Supplied material –
_____
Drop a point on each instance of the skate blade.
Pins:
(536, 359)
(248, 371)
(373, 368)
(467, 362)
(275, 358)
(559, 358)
_____
Task description –
What is needed is an exact repetition of all the entries above.

Answer to this task –
Drop a point on each instance of the skate blade.
Pins:
(536, 359)
(248, 371)
(373, 368)
(467, 362)
(275, 358)
(559, 358)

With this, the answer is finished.